**WHAT IS REQUIRED:** Can the data below be set down again exactly, line for line?
== SUPPLIED RECORDS
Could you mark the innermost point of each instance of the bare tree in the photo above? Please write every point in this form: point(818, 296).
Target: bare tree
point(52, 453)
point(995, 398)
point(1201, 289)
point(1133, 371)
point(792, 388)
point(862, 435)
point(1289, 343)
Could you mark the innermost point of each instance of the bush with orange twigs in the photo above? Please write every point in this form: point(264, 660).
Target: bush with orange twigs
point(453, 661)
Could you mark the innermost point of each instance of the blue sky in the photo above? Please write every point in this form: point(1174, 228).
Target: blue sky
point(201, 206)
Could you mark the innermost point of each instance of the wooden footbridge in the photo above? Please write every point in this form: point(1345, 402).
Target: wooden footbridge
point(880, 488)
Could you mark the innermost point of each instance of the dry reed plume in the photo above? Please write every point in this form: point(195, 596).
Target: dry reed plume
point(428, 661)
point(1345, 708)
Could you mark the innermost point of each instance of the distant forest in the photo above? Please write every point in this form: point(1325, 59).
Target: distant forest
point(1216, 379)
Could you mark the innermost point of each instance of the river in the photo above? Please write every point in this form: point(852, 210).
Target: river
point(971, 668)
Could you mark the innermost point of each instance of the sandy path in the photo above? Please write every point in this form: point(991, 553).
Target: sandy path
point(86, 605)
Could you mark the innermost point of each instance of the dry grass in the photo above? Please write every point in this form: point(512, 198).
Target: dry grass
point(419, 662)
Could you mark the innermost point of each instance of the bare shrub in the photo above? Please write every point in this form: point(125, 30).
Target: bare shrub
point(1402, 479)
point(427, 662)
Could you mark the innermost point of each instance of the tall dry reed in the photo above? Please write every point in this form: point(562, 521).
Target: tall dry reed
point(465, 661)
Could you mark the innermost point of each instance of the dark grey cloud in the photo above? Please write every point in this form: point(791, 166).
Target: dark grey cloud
====
**EXERCISE OUTPUT:**
Could you mark the innermost point of each instance of the bare tree in the photo above? Please write every point in this form: point(818, 296).
Target: bare tree
point(52, 453)
point(995, 398)
point(1201, 289)
point(1133, 371)
point(792, 388)
point(862, 435)
point(1289, 343)
Could you mark the innermost point of each instance of the bush with orange twigs in the photo above? Please write every point in this form: point(264, 660).
Target: bush with orange twigs
point(453, 661)
Could you mark the innermost point of each instance of the blue sky in the photo above? Please write every point in this form: point(1174, 228).
Target: blue sky
point(201, 206)
Could you mark the innermost point of each instance of the wooden footbridge in the photo above? Please write every point in this form: point(1345, 402).
Target: wooden footbridge
point(880, 488)
Could you mark the innermost point of each instance of the dry reed plume in the photo above? Please write every point in this form: point(195, 596).
Target: dry reed plume
point(428, 661)
point(1345, 708)
Could you mark the innermost point of each instance of the distant forest in the photo above? Please write every point in this form: point(1325, 59).
Target: distant forest
point(1216, 379)
Could you mark the innermost point of each instance of the river in the photo above? Please write every point in this form: point(852, 210).
Target: river
point(971, 668)
Could you mark the innermost point of each instance of the sandy path in the photo above? Please write every point in this form: point(991, 553).
Target: sandy path
point(86, 605)
Could you mark the innermost point of each instance of the dry grass in the photo above? Please write every point in this form: point(512, 198).
Target: dry grass
point(419, 662)
Could you mark the innermost point of each instance of the bare shrub in the photo above? Please write every point in this form: point(125, 30).
Target: bare shrub
point(1402, 479)
point(427, 662)
Could you mark the innermost point of each instance of the tall dry reed in the photo above? Please write every point in this form: point(562, 521).
Target: tall dry reed
point(465, 661)
Could you mark the innermost point of each instance of the dark grey cloud in the photo above? Please write every point in this form: point(791, 166).
Target: dark grey cloud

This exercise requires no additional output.